* _Work item_: Return, from the lines below, each one that includes the word "wheel".

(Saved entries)

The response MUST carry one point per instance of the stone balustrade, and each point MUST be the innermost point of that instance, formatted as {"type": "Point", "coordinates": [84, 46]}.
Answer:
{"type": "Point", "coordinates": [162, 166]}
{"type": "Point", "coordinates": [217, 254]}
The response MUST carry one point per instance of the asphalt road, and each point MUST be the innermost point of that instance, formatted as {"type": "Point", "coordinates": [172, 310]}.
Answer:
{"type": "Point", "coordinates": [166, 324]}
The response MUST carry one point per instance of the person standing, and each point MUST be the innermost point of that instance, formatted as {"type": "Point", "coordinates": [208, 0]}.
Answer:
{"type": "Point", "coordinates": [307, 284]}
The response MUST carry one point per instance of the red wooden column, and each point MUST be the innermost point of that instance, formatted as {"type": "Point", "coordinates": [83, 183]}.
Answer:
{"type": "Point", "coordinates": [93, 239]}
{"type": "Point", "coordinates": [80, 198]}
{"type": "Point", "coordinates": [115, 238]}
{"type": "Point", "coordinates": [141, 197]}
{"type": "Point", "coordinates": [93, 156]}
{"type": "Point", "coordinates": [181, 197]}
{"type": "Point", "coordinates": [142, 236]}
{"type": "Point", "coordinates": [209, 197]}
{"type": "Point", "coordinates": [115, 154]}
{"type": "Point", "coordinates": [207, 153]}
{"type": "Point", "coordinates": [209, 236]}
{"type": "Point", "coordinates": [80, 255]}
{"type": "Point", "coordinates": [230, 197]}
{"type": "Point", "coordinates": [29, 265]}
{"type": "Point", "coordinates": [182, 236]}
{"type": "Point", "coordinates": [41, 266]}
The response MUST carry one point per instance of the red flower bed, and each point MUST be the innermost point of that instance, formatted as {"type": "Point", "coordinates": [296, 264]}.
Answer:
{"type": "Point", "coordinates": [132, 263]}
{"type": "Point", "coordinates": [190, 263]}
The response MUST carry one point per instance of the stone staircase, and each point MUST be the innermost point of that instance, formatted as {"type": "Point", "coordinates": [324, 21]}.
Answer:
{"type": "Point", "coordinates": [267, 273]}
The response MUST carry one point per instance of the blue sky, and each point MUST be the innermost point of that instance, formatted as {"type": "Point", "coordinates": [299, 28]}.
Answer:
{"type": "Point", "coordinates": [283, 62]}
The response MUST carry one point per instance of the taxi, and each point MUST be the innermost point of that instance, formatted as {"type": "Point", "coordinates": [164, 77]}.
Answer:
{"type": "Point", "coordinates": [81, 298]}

* * *

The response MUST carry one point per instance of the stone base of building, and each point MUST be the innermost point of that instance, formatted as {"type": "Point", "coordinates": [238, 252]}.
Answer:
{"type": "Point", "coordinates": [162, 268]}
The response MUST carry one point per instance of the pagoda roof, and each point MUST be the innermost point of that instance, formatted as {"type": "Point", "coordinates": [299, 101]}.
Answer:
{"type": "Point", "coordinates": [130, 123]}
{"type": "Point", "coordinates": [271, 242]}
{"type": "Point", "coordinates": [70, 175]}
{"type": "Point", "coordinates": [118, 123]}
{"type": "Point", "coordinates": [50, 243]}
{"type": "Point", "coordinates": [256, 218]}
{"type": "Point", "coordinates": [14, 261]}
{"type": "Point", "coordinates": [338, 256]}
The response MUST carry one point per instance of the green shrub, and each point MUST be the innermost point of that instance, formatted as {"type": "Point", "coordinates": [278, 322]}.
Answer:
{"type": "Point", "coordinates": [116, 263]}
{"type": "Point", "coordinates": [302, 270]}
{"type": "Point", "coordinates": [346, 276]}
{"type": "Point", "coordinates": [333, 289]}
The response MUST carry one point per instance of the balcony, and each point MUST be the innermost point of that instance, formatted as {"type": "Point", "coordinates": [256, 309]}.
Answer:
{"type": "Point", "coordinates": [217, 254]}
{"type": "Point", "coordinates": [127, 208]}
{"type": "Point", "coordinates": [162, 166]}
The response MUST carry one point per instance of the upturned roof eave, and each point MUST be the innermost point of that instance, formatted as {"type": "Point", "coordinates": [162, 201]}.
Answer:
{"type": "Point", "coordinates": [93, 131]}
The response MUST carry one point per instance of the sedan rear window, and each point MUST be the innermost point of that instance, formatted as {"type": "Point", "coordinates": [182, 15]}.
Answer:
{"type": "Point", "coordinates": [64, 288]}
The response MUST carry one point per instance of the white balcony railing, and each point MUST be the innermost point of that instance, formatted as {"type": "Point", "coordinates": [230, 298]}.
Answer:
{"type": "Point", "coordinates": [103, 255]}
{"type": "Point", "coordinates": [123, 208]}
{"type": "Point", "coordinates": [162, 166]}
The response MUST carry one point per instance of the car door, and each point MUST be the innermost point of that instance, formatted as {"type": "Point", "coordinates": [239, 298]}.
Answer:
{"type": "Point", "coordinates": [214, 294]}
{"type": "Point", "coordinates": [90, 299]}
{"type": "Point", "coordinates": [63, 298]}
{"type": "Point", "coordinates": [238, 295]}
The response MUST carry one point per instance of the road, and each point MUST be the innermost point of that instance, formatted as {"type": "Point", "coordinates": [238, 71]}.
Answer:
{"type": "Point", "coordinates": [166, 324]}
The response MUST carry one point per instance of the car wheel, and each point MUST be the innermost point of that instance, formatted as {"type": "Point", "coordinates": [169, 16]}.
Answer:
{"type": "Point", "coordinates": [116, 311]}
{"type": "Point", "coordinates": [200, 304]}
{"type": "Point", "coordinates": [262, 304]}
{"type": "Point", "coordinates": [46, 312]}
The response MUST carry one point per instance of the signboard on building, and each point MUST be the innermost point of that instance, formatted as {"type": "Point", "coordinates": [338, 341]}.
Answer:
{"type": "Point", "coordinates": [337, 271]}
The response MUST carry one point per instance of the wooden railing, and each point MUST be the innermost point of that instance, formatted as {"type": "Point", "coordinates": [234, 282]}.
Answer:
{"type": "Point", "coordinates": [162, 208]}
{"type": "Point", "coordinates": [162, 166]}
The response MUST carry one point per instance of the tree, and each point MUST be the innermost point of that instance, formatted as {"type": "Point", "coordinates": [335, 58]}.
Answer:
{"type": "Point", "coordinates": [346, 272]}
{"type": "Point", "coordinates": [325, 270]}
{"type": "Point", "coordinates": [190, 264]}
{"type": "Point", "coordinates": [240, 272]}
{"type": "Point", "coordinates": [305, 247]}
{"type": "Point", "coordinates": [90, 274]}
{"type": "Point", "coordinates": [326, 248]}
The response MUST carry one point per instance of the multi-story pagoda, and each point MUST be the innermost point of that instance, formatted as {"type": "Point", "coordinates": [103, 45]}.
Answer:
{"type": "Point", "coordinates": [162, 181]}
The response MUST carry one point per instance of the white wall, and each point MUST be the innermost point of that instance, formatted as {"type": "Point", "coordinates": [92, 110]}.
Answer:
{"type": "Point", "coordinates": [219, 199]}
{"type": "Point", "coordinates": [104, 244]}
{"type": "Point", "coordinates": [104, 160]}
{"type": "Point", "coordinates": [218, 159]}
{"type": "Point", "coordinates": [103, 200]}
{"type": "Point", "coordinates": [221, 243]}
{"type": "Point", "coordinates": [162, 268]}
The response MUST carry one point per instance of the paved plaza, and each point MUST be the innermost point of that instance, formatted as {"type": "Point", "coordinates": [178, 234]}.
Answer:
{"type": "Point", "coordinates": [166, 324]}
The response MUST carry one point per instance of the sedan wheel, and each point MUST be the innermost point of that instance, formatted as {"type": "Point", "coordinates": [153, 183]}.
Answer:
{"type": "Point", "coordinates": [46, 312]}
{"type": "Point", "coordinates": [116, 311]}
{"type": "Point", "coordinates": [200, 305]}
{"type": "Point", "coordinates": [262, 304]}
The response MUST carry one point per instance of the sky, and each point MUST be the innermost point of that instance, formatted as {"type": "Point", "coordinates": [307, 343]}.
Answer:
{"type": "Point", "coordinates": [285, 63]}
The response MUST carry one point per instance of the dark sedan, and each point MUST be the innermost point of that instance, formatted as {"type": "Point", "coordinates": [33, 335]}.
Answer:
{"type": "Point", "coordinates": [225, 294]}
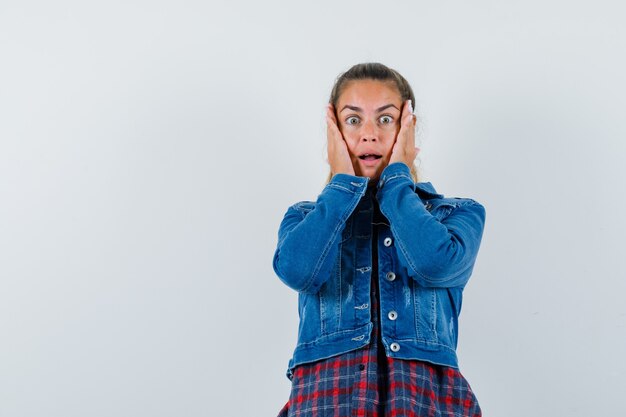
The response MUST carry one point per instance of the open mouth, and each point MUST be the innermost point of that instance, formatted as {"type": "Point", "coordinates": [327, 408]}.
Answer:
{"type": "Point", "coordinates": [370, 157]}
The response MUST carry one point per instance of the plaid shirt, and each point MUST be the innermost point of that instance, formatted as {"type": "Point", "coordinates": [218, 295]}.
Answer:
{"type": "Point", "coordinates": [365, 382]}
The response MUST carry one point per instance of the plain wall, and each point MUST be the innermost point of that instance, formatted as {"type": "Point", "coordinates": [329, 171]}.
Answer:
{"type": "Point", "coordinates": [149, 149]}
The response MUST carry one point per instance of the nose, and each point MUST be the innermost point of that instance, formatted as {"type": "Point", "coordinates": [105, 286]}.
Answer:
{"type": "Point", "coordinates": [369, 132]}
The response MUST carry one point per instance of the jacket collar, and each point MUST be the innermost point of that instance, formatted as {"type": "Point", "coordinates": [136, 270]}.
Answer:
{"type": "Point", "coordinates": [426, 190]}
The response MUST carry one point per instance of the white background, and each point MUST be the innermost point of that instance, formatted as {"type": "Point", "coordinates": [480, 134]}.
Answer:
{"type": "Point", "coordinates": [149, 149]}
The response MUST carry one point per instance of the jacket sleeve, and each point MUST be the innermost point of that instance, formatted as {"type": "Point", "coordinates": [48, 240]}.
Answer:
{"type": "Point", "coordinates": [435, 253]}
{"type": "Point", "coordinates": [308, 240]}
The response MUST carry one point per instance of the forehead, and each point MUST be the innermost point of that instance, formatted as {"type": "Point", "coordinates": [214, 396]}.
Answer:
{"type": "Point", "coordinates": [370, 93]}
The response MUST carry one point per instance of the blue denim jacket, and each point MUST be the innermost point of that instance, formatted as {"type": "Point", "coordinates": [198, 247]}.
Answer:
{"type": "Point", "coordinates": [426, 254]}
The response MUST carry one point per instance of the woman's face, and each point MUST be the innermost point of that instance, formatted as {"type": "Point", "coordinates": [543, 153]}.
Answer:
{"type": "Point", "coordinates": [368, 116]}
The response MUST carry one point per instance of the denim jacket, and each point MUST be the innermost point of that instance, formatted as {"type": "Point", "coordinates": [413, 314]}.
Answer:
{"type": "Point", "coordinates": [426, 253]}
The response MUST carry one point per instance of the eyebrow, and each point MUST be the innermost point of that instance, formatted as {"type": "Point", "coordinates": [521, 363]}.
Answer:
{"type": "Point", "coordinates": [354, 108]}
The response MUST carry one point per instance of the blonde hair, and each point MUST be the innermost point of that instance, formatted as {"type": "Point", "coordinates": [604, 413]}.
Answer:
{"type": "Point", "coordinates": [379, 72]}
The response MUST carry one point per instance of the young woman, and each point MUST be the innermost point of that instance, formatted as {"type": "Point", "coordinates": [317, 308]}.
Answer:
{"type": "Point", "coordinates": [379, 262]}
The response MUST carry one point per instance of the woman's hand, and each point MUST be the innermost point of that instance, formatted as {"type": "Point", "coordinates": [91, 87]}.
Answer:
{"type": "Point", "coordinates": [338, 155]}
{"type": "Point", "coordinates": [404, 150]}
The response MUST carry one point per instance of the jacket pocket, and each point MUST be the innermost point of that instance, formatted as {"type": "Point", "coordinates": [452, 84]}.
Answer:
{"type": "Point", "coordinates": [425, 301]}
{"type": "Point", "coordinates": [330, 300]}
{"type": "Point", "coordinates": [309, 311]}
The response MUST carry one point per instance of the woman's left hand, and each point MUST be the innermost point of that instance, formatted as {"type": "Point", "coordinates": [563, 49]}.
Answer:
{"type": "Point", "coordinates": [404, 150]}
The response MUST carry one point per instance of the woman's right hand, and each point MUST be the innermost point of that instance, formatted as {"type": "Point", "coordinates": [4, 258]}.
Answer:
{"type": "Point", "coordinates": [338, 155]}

* _Finished exercise_:
The response MUST carry one point per instance of the car wheel, and each point MUST be the innermost point of that instance, formatted as {"type": "Point", "coordinates": [169, 16]}.
The response MUST carry one point per instance of the sedan wheel, and each point MUST be the innermost point of that instance, formatted as {"type": "Point", "coordinates": [153, 183]}.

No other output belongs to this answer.